PROBLEM :: Reproduce the data below word for word, starting with the line that contains "Find the village street" and continuing through the end, and leave the pictures out of your copy.

[Entries from a pointing dataset]
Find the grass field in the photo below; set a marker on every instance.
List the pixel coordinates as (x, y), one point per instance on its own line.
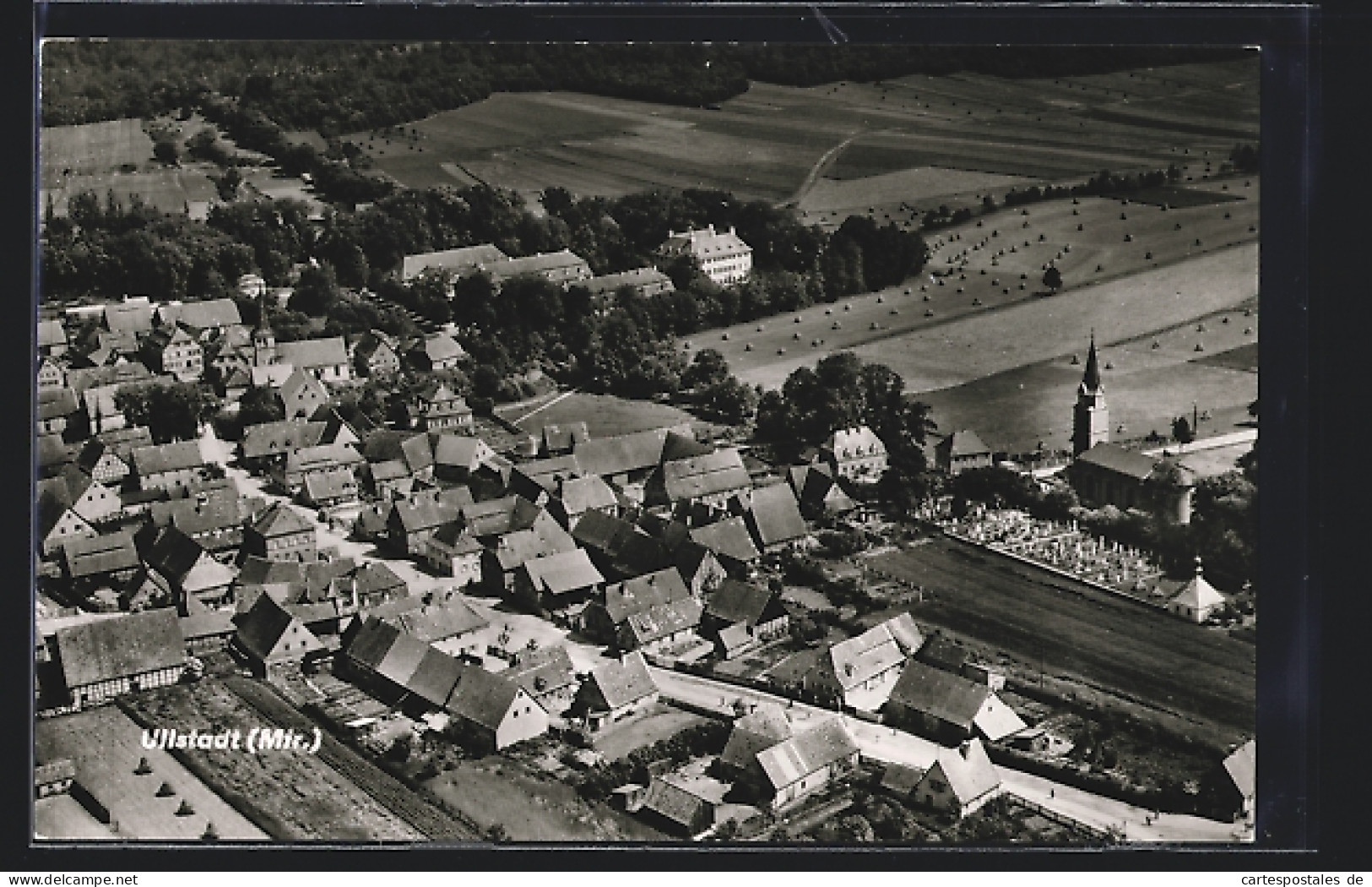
(1146, 654)
(300, 794)
(604, 415)
(531, 806)
(768, 140)
(105, 744)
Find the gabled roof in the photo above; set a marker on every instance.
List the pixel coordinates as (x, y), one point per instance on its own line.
(966, 770)
(274, 438)
(1242, 768)
(720, 471)
(740, 601)
(728, 538)
(775, 515)
(563, 571)
(482, 698)
(643, 592)
(762, 728)
(1119, 460)
(940, 694)
(445, 618)
(311, 353)
(805, 753)
(625, 682)
(168, 458)
(664, 619)
(280, 520)
(625, 454)
(122, 647)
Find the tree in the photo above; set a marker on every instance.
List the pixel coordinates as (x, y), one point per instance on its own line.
(171, 412)
(1053, 278)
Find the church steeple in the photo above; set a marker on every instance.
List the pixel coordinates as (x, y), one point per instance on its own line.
(1091, 416)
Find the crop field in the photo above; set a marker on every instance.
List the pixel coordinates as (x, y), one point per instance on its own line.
(296, 792)
(531, 806)
(1093, 636)
(604, 415)
(770, 142)
(105, 744)
(91, 147)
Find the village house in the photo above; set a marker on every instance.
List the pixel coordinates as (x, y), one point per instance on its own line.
(375, 353)
(961, 781)
(948, 707)
(280, 535)
(615, 691)
(445, 410)
(855, 454)
(730, 541)
(862, 672)
(106, 456)
(818, 493)
(741, 617)
(460, 261)
(724, 257)
(709, 481)
(561, 268)
(55, 410)
(323, 359)
(169, 465)
(269, 637)
(454, 552)
(556, 581)
(605, 618)
(548, 676)
(961, 450)
(773, 516)
(173, 351)
(302, 395)
(127, 654)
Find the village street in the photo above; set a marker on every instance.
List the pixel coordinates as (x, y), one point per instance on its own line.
(884, 743)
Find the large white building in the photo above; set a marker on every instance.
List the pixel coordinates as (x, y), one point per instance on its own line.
(724, 257)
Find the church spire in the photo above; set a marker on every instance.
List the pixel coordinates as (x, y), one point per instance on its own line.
(1091, 379)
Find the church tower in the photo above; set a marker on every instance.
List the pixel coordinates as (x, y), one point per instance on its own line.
(1091, 417)
(263, 340)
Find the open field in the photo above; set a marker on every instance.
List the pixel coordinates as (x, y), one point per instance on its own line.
(1093, 636)
(531, 806)
(643, 731)
(105, 744)
(91, 147)
(764, 143)
(604, 415)
(298, 792)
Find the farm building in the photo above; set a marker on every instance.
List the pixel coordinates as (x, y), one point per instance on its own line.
(961, 781)
(863, 671)
(269, 637)
(615, 691)
(280, 535)
(855, 454)
(323, 359)
(460, 261)
(169, 465)
(773, 516)
(113, 656)
(645, 282)
(961, 450)
(740, 617)
(722, 256)
(948, 707)
(1196, 599)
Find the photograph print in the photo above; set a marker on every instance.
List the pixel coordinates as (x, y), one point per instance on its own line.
(590, 444)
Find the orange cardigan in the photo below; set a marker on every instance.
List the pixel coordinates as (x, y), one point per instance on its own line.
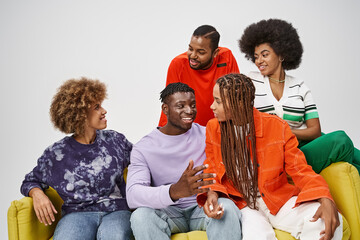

COMPLETED TASK ::
Find the village street in the photo above; set a marker on every instance.
List the pixel coordinates as (x, y), one point per instance on its own line.
(884, 743)
Find the large white building in the photo above; set a marker on every instance.
List the pixel coordinates as (x, y), one point per instance on its own line.
(724, 257)
Find the church spire in the photo above; set a marker on every instance.
List the pixel coordinates as (x, y), one point per instance on its own line.
(1091, 379)
Find the church tower in the photo above; set a marker on every instance.
List the pixel coordinates as (x, y), one point per instance on its own line.
(1091, 417)
(263, 340)
Find the open field in the photo above; set a marker on every instance.
List the pixel coordinates as (x, y), one point per instance on its own line.
(1093, 636)
(531, 806)
(643, 731)
(105, 744)
(91, 147)
(764, 143)
(604, 415)
(298, 792)
Find the farm building in the photo above; set a marker on every instance.
List the pixel coordinates as (x, y), one point per instance on its own line.
(961, 781)
(863, 671)
(269, 637)
(615, 691)
(280, 535)
(855, 454)
(323, 359)
(460, 261)
(169, 465)
(773, 516)
(113, 656)
(645, 282)
(961, 450)
(740, 617)
(722, 256)
(948, 707)
(1196, 599)
Find the photograph print in the photo above; set a marker on every instance.
List the pixel coordinates as (x, y), one point per instance on its own line.
(590, 444)
Find the orange cardigan in the photo below; set a marker on every instance.
List the pixel coordinates as (x, y), one point per instance on its own line.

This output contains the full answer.